=== DIRECTIVE 1 ===
Answer these about the page on NASA's Small Spacecraft Technology program:
(a) Who is listed as Program Manager?
(b) Within which NASA mission directorate is the program placed?
(c) Which listed role is marked as acting, and who holds it?
=== DIRECTIVE 2 ===
Please update the page on NASA's Small Spacecraft Technology program from "Elwood F. Agasid" up to and including "of small spacecraft.", replacing "much lower cost" with "far lower cost".

NASA Small Spacecraft Technology (SST) Program

Christopher E. Baker

Program Executive


Justin V. Treptow

Deputy Program Executive (Acting)


Roger C. Hunter

Program Manager


Elwood F. Agasid

Deputy Program Manager


About NASA’s Small Spacecraft Technology Program

The Small Spacecraft Technology (SST) program within NASA’s Space Technology Mission Directorate, expands the ability to execute unique missions through rapid development and demonstration of capabilities for small spacecraft applicable to exploration, science and the commercial space sector. Through targeted development and frequent in space testing, the program:

  • Enables execution of missions at much lower cost than previously possible.
  • Substantially reduces the time required for development of spacecraft.
  • Enables new mission architectures through the use of small spacecraft.
  • Expands the reach of small spacecraft to new destinations and challenging new environments.
  • Enables the augmentation of existing assets and future missions with supporting small spacecraft.

=== DATA RECORDS ===
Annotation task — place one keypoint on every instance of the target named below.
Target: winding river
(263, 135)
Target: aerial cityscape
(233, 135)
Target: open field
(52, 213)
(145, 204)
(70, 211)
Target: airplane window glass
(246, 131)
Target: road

--

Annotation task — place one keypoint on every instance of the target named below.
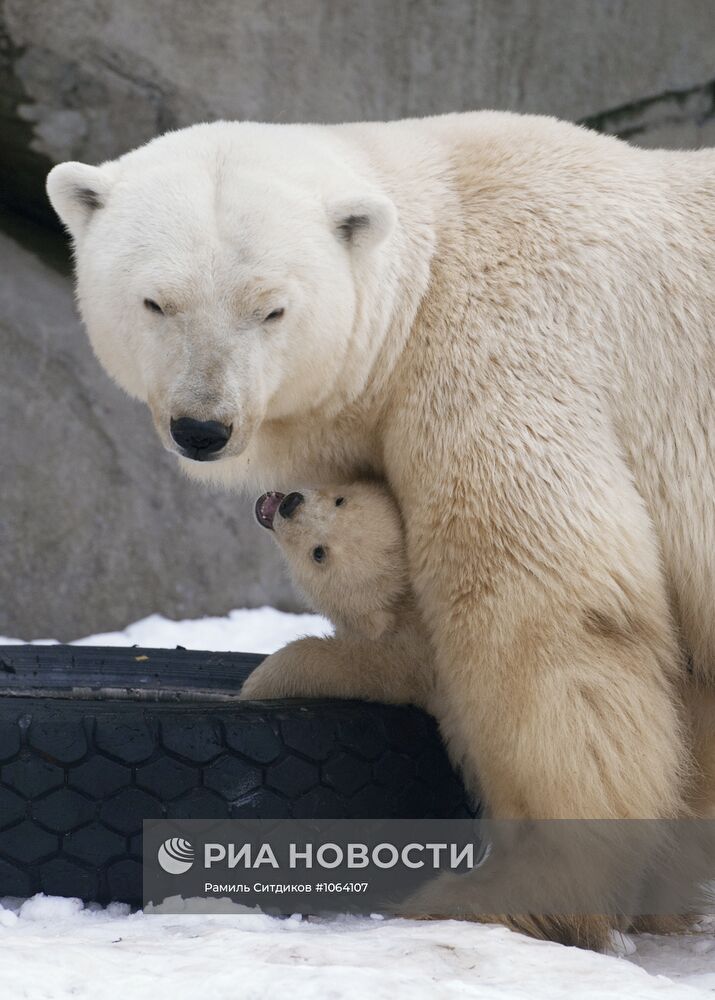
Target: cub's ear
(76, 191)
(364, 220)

=== WORKED ANSWER 1 ===
(a) Roger C. Hunter
(b) The Space Technology Mission Directorate
(c) Deputy Program Executive, held by Justin V. Treptow

=== WORKED ANSWER 2 ===
Elwood F. Agasid

Deputy Program Manager


About NASA’s Small Spacecraft Technology Program

The Small Spacecraft Technology (SST) program within NASA’s Space Technology Mission Directorate, expands the ability to execute unique missions through rapid development and demonstration of capabilities for small spacecraft applicable to exploration, science and the commercial space sector. Through targeted development and frequent in space testing, the program:

  • Enables execution of missions at far lower cost than previously possible.
  • Substantially reduces the time required for development of spacecraft.
  • Enables new mission architectures through the use of small spacecraft.